▶ _Task to carry out_: Please rewrite as a numbered list the lines from the one that contains "trace green vegetation" through the one that contains "[[[199,95],[147,144],[256,144],[256,92]]]", both included, leaving out any blank lines.

---

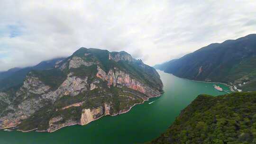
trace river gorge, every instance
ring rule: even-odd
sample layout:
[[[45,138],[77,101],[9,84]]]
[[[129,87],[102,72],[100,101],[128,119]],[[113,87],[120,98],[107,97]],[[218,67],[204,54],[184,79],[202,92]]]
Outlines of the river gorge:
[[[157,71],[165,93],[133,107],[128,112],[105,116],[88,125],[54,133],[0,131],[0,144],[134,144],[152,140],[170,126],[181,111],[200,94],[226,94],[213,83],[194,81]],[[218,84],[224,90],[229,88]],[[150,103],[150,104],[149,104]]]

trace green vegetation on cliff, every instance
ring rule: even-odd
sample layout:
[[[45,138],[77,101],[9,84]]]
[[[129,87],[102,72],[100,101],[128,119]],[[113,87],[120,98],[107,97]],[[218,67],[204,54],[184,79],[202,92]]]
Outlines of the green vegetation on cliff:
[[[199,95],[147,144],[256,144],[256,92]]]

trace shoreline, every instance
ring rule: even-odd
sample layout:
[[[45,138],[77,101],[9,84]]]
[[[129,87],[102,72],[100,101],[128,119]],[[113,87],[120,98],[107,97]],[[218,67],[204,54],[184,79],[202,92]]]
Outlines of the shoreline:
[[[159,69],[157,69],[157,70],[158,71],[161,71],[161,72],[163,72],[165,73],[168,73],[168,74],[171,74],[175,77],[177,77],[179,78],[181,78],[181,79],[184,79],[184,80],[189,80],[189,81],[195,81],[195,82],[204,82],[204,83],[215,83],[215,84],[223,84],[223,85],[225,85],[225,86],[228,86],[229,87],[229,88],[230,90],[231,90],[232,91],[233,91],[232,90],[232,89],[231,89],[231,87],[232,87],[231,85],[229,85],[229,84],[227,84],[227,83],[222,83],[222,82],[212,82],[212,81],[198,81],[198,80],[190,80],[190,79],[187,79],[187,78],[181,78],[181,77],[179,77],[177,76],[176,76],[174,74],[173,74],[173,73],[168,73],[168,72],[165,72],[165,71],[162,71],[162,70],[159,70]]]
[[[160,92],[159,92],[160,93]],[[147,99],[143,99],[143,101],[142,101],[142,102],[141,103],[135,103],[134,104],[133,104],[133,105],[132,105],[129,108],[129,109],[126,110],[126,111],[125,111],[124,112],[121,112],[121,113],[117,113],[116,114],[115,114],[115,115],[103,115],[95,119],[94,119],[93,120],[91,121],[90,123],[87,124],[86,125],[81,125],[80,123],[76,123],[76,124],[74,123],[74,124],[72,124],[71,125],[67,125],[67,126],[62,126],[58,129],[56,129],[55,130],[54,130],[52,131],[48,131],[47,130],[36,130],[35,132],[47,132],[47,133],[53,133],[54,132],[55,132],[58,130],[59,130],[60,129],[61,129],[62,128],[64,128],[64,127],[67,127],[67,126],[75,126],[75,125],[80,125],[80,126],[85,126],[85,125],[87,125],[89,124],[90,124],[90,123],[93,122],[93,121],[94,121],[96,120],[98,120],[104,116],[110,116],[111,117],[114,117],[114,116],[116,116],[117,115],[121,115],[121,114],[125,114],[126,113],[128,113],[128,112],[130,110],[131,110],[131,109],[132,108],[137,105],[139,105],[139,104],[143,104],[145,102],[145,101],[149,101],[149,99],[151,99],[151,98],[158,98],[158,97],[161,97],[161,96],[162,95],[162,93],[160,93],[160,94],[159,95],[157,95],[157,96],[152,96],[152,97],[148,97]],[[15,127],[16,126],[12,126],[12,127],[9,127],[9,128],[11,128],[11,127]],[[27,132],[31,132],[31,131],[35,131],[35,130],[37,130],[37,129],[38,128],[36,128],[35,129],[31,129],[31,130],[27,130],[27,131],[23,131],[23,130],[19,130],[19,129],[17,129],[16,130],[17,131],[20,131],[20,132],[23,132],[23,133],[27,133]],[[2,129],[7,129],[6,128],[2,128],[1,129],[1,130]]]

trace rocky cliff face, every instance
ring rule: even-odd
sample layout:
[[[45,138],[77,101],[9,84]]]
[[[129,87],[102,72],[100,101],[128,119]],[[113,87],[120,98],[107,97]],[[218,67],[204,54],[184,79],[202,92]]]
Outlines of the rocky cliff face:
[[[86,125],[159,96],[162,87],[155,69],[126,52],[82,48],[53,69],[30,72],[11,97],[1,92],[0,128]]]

---

▶ _Output for this exercise_:
1. trace green vegetation on cliff, every instance
2. ring rule: even-odd
3. sample layout:
4. [[[45,138],[77,101],[9,84]]]
5. [[[129,87],[102,72],[100,101],[128,119]],[[113,87],[120,98],[107,97]],[[218,67],[204,54],[184,79],[202,92]]]
6. Outlines of the green vegetation on cliff:
7. [[[199,95],[147,144],[256,144],[256,92]]]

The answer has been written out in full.